Excerpt:
There is a small stream near my house that I like to visit at least once in winter and I did so recently. Right now it looks lazy and placid, but I’ve seen it rise overnight into a raging, road eating thing that easily covered everything in this photo except the trees. Its name is Bailey Brook, I just found out the night before posting this, but according to the Maine Geological Survey a brook is just a small stream. On the other hand a stream is a small river or brook, so I’m just going to keep calling it a stream.
One reason I like to come here is to see my old friends the tree mosses (Climacium dendroides.) They’re beautiful little mosses that I never see anywhere else. They must like very wet soil because they grow right at the edge of the stream and are covered by water when the stream floods. In fact all of the plants you’ll see in this post are under water for at least a day or two each year. It is their shape that gives tree mosses their common name but it is their inner light that draws me back here to see them.
Christmas fern (Polystichum acrostichoides) is probably the most common of our evergreen ferns. When seen at this time of year it is obvious that it has had its branches flattened by the weight of the snow because they splay out all over the ground. When the new fronds, or fiddleheads, appear in spring the previous season’s fronds turn yellow and then finally brown. The dead fronds then form a mat around the living fern that helps prevent soil erosion. This is a fern that doesn’t mind wet soil.
Christmas fern is easy to identify by its leaflets that resemble little Christmas stockings. The narrow fine teeth that line the edges of the leaflets and the short leaf stalks can also be seen in this photo. It is said to be called Christmas fern because early settlers brought the green fronds inside at Christmas.
Marginal wood fern (Dryopteris marginalis) is another evergreen fern that also grows well here because it likes damp, shady places. Its spore bearing sori grow on the edges of the leaves and give this fern its common name. The sori are covered by a kidney shaped cap (indusium,) which is smooth. The cap comes off just when the spores are ready to be released, as it has done on at least two of these examples.

Excerpted data:
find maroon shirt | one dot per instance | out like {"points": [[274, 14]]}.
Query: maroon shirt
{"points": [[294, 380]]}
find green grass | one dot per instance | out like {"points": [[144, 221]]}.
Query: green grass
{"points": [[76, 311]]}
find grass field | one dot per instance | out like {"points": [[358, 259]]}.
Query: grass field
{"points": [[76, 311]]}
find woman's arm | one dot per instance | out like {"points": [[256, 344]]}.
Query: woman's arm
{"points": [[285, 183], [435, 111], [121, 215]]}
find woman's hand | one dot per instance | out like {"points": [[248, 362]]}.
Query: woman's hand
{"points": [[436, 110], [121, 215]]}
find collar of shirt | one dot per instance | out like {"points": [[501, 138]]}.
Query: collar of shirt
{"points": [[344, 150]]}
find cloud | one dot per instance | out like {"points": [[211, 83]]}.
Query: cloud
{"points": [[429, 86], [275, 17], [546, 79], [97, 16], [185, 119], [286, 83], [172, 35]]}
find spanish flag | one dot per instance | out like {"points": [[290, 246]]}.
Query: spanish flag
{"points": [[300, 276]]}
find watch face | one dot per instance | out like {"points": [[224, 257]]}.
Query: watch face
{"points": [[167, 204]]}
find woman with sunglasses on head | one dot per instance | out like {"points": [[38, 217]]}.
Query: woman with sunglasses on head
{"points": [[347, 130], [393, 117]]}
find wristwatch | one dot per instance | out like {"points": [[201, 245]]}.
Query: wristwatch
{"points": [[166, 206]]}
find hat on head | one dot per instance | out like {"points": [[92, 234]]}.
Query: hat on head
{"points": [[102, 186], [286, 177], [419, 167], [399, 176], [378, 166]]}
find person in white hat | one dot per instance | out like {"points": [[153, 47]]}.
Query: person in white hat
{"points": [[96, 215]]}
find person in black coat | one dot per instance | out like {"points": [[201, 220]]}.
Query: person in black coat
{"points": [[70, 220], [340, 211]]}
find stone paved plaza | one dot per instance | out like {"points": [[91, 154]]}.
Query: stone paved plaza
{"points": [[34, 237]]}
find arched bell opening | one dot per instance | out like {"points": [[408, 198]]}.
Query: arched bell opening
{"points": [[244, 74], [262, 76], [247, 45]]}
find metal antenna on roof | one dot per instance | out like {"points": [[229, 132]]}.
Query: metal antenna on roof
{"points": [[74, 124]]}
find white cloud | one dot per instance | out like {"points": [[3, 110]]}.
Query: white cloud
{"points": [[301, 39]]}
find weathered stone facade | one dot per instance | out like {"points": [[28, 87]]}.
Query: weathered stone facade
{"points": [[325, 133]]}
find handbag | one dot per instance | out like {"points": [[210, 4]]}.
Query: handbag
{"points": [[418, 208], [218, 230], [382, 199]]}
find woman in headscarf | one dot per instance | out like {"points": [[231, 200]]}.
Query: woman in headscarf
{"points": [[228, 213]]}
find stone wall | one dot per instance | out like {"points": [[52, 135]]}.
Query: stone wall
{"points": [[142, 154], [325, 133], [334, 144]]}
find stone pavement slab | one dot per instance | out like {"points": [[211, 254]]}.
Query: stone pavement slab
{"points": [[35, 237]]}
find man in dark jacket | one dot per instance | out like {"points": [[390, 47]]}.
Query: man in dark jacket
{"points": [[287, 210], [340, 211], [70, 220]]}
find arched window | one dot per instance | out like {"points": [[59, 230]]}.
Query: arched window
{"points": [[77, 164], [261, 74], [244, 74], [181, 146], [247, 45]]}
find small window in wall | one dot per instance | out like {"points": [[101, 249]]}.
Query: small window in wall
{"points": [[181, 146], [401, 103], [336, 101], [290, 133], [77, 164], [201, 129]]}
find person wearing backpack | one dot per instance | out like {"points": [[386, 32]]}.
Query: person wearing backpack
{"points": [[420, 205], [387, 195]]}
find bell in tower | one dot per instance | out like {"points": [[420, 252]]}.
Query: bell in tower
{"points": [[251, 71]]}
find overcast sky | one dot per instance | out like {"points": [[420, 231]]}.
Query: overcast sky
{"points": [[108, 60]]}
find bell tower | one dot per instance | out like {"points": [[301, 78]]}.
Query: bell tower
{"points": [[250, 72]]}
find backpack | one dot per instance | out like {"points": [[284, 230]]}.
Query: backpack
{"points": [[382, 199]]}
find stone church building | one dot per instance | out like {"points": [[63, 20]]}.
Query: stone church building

About this task: In the text on the plants along Bailey Brook, what covers the sori of marginal wood fern?

Problem solution: A smooth, kidney-shaped cap called the indusium.